> [Text]
──────────────────────────────
As predicted in Hypothesis 3, in workplaces with more intergroup collaboration, managers were significantly less likely to report ambivalent than positive perceptions of older workers. The coefficient for negative perceptions is negative as well, but it is not statistically significant. These results suggest that, other things being equal, frequent intergroup contact reduces managers’ ambivalent perceptions of older workers. This was not the case for fully negative views.
Regarding organizations’ efforts to increase diversity and inclusion, the results in Table 5 show that, in workplaces with more equal career opportunities, managers were less likely to report both negative and ambivalent perceptions of older workers than they were to report fully positive perceptions. The odds ratio coefficients indicate that, for every increase of one unit on the scale of equal career opportunity, the odds of holding negative views of older workers decreased by 40% (1-0.6) and the odds of holding mixed views declined by 23% (1-0.77). Notably, and consistent with our prediction, the decline in the odds of negative perceptions was significantly larger than the decline for mixed perceptions (t=-6.32, p<.001).
The findings similarly show that managers in organizations ranking higher on inclusive culture were 30% less likely to hold negative perceptions of older workers compared with positive perceptions. There was no significant difference, however, in the likelihood of mixed perceptions. Taken together, the results support Hypothesis 4, which predicted that in organizations offering equal career opportunity and a culture of inclusion, the prevalence of negative perceptions of older workers will decline, more so than ambivalent perceptions. We theorize that, because ambivalent perceptions tend to justify inequality, holders of such stereotypes might be less susceptible to organizational contexts that could trigger social accountability to equality.
──────────────────────────────
> [Data supplied]
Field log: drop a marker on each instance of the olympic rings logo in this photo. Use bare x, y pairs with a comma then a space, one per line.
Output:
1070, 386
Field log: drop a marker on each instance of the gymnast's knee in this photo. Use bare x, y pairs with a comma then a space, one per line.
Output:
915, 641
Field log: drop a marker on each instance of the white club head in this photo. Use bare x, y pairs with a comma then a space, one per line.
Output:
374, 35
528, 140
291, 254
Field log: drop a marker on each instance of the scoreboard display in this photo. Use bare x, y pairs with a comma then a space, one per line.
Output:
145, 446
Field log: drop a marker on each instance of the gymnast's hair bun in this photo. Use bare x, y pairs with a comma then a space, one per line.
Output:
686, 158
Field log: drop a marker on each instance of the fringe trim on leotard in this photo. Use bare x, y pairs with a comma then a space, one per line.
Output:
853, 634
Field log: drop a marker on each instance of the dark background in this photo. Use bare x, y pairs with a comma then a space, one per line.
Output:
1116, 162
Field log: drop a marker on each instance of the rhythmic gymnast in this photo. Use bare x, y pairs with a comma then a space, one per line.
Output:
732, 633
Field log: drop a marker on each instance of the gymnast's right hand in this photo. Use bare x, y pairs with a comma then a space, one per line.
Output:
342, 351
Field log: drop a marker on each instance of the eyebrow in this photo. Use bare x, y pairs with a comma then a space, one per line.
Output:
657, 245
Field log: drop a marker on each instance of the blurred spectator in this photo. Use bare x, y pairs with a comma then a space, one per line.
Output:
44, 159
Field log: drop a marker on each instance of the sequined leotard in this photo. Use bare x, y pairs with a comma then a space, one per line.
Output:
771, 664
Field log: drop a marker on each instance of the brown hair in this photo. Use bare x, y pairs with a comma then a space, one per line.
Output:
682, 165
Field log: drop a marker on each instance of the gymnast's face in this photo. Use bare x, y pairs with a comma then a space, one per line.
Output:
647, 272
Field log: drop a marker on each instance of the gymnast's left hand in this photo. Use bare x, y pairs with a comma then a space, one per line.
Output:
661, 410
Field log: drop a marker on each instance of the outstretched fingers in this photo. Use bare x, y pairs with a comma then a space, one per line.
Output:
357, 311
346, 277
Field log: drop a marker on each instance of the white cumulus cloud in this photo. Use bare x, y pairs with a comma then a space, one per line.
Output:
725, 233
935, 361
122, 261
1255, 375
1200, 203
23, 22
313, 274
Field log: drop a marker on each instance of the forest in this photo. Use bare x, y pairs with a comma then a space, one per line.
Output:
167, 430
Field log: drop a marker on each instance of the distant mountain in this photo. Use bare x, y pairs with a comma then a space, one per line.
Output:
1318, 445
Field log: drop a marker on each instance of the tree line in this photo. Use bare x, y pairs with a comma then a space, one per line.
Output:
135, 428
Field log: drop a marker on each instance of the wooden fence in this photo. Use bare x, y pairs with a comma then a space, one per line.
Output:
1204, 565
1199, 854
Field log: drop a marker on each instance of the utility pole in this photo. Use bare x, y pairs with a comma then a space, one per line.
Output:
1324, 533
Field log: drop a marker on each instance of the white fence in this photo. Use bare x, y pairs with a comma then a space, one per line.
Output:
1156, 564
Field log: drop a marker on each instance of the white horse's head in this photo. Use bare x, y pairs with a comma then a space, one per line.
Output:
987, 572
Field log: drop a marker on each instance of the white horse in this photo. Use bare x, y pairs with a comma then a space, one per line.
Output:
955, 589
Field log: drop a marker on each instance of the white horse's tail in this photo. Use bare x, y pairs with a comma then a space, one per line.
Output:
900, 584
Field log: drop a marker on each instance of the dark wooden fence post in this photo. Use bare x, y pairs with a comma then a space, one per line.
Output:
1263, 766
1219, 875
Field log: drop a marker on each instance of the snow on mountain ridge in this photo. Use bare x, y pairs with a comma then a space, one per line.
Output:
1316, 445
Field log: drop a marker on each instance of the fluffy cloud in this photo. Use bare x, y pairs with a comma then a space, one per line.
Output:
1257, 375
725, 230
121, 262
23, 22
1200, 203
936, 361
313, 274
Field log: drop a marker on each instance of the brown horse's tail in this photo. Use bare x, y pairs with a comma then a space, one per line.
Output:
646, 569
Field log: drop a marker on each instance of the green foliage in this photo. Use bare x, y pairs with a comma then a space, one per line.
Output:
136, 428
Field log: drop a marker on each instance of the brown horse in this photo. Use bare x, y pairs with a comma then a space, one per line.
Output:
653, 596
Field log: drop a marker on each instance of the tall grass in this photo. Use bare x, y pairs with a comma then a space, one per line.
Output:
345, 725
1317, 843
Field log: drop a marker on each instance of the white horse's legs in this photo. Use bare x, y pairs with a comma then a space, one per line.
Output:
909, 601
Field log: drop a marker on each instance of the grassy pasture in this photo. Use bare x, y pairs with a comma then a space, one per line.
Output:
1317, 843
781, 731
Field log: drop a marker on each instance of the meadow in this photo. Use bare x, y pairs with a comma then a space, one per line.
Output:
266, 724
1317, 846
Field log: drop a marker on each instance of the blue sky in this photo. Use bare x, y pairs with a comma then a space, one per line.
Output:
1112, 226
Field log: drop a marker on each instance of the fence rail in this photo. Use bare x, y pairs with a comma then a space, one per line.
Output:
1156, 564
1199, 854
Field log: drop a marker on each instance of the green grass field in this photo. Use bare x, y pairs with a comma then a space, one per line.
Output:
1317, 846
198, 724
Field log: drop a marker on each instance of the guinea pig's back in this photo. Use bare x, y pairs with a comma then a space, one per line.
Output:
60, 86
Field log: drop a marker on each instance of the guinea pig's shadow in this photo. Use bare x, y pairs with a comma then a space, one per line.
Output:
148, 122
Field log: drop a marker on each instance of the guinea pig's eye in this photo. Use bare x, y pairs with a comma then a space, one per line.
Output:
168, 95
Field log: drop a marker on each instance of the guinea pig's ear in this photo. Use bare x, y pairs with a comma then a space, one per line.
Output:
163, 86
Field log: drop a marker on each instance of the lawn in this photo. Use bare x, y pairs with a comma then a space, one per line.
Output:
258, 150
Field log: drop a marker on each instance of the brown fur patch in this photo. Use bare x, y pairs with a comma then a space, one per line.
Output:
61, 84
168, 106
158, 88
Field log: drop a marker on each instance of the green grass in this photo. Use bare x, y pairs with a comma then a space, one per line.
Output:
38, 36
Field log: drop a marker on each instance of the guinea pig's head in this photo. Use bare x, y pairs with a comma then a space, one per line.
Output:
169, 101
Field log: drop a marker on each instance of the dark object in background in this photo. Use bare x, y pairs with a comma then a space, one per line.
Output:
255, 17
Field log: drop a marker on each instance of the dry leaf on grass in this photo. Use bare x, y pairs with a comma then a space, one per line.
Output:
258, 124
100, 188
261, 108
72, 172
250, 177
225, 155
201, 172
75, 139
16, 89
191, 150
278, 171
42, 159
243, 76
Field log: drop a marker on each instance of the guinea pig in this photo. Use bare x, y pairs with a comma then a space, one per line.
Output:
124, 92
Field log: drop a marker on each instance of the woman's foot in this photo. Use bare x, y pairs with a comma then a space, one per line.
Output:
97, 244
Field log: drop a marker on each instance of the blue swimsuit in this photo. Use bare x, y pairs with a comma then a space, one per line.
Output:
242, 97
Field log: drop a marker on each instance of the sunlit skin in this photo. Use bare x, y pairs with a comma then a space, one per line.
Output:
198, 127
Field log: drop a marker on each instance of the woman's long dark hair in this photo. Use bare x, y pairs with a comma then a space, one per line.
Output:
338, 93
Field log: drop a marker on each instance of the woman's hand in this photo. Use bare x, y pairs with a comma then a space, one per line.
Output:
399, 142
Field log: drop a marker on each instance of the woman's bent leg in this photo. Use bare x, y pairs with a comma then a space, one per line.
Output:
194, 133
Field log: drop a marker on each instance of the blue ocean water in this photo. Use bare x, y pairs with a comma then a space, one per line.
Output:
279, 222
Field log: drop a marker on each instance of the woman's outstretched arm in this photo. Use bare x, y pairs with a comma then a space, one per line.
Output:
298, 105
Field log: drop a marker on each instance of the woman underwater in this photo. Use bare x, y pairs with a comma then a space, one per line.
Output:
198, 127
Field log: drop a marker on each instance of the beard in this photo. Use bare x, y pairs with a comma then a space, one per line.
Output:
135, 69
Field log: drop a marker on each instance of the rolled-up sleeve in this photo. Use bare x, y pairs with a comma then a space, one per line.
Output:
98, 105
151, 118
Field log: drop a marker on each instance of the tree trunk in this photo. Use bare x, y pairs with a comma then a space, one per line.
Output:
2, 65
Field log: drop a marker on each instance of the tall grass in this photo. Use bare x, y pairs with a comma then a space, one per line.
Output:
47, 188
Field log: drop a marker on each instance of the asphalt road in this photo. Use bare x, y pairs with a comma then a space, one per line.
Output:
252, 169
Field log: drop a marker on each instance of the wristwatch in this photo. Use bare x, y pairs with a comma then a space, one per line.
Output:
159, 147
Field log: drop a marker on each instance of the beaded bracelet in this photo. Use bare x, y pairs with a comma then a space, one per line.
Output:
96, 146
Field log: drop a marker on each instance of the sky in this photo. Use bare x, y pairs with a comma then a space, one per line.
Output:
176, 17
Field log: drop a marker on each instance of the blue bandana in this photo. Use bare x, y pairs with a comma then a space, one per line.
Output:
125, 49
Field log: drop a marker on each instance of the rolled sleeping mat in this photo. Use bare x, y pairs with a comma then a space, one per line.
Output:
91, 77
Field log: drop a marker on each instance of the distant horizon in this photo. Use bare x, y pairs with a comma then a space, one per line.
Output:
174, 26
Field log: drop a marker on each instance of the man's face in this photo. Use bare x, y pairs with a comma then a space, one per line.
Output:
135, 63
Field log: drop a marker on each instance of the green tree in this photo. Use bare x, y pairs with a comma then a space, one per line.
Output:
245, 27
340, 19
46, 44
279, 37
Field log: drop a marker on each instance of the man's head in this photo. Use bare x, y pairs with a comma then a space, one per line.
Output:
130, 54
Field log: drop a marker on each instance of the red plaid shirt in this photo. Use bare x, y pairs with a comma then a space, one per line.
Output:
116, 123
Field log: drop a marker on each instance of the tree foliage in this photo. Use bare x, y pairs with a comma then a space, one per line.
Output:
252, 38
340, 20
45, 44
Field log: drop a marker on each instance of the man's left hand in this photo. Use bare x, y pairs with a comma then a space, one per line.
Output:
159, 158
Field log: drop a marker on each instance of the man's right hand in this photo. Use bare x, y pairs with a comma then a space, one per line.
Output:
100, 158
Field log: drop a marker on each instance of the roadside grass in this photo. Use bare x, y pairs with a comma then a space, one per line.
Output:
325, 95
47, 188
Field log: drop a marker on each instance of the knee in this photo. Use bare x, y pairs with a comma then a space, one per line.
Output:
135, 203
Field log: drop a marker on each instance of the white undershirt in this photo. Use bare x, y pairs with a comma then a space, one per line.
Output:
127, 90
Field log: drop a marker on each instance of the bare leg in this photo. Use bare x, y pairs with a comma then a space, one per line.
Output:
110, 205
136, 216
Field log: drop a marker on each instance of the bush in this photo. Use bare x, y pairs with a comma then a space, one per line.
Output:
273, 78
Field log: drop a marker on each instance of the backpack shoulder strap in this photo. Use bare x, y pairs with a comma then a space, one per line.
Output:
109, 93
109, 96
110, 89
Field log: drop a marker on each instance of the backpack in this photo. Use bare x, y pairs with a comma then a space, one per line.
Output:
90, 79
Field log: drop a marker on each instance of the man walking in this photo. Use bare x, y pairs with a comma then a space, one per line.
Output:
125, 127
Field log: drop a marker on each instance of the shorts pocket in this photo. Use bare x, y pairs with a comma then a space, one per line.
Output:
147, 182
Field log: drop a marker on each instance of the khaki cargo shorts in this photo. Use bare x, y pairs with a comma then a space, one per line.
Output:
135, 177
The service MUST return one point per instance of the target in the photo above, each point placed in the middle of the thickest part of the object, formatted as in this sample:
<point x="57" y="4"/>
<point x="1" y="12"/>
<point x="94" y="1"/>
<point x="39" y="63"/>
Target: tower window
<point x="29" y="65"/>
──────────────────────────────
> [Task statement]
In the text, by how much did the odds of managers holding negative views of older workers decrease for each one-unit increase on the scale of equal career opportunity? Rely only on the text to answer.

> [The result]
They decreased by 40%.